▸ **EXERCISE AIM**
Reproduce the passage of the review that runs from "What's Your Story? is" to "his creative process.".

▸ **DOCUMENT SEGMENT**
Reviewed by Ray Smith, Wednesday 10th March 2021.
Adam Page is no stranger to the Adelaide Fringe, and his new show,
What's Your Story?, is the latest in a string of improvisational performances, based on input from the audience, by this extraordinarily talented musician and composer. Page has written major works for the Adelaide Symphony Orchestra, the New Zealand Symphony Orchestra, Orchestra Wellington, Zephyr Quartet, and co-composed on numerous occasions with celebrated Kiwi composer John Psathas but, tonight, he was composing just for us.
He described his compositional process as one of first finding the story, and then writing its soundtrack. The difficult part, he told us, was to find the right story that would trigger the work.
What's Your Story? is an invitation to offer a personal story for Page to use as the trigger for his composition, written and performed live in front of the storyteller and the rest of the audience.
It is an extraordinarily risky thing to attempt, and the potential for failure is very high, but this very experienced composer and highly skilled multi-instrumentalist set the challenge for himself, and jumped straight in. He approached the performance with humour, as he always does, and a gentle, generous goodwill that welcomes the audience warmly into his creative process.

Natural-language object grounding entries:
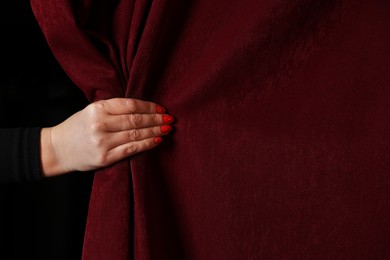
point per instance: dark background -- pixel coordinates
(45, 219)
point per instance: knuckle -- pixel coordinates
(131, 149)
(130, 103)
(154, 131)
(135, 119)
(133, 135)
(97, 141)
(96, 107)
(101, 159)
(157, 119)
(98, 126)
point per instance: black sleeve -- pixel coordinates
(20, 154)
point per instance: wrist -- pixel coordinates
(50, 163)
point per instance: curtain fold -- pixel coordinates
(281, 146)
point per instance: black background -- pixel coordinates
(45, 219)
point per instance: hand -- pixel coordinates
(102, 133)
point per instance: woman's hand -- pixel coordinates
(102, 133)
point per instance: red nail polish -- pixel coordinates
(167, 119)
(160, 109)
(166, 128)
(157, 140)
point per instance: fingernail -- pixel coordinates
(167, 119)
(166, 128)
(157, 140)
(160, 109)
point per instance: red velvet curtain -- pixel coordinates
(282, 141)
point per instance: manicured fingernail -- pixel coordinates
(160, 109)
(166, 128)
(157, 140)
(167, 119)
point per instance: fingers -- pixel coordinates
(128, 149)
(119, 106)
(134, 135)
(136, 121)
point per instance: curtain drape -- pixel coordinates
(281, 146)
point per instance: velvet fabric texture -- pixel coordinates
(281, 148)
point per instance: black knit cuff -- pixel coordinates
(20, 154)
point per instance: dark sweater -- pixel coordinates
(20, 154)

* * *

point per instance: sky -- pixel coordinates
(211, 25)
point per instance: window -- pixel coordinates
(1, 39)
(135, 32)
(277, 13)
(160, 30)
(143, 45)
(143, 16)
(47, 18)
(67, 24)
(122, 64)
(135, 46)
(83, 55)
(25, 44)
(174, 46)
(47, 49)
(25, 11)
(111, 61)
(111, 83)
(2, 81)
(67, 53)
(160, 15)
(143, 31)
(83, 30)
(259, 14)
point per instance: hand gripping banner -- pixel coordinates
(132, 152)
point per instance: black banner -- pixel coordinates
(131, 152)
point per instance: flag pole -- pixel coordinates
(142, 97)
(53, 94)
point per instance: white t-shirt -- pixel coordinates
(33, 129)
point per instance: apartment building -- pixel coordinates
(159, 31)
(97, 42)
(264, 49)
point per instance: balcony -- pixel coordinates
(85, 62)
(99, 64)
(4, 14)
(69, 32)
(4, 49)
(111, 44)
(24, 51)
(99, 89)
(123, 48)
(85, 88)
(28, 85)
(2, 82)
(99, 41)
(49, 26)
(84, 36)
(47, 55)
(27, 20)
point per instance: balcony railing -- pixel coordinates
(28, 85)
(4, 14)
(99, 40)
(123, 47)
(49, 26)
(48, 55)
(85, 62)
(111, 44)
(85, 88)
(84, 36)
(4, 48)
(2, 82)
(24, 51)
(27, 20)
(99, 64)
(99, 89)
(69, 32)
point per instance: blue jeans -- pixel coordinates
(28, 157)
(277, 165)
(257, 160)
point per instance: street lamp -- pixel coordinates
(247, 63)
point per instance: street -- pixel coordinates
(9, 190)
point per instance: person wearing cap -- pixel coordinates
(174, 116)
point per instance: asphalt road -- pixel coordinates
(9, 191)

---

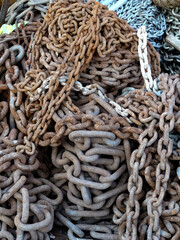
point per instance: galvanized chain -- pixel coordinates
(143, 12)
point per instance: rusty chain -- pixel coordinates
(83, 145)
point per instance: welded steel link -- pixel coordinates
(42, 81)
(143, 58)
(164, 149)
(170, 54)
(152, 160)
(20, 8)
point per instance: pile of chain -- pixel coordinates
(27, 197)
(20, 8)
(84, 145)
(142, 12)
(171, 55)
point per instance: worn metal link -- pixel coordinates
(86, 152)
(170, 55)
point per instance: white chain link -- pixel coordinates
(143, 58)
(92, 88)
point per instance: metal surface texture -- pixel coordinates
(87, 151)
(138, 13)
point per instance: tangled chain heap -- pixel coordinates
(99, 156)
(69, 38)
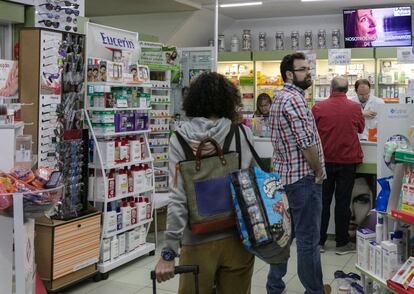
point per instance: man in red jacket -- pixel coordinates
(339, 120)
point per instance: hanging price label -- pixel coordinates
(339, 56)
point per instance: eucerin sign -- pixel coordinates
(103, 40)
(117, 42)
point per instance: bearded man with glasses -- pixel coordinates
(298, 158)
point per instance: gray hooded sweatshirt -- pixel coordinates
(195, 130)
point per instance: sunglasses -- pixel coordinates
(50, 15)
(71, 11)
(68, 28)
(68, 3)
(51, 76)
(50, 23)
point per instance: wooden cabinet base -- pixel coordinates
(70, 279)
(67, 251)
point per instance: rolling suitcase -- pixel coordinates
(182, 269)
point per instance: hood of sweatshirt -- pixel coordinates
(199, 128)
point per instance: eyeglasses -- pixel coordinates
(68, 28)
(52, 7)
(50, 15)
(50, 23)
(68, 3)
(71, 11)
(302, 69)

▸ **ANSWER TO THIS EXERCISE**
What's Your Story? is an invitation to offer a personal story for Page to use as the trigger for his composition, written and performed live in front of the storyteller and the rest of the audience.
It is an extraordinarily risky thing to attempt, and the potential for failure is very high, but this very experienced composer and highly skilled multi-instrumentalist set the challenge for himself, and jumped straight in. He approached the performance with humour, as he always does, and a gentle, generous goodwill that welcomes the audience warmly into his creative process.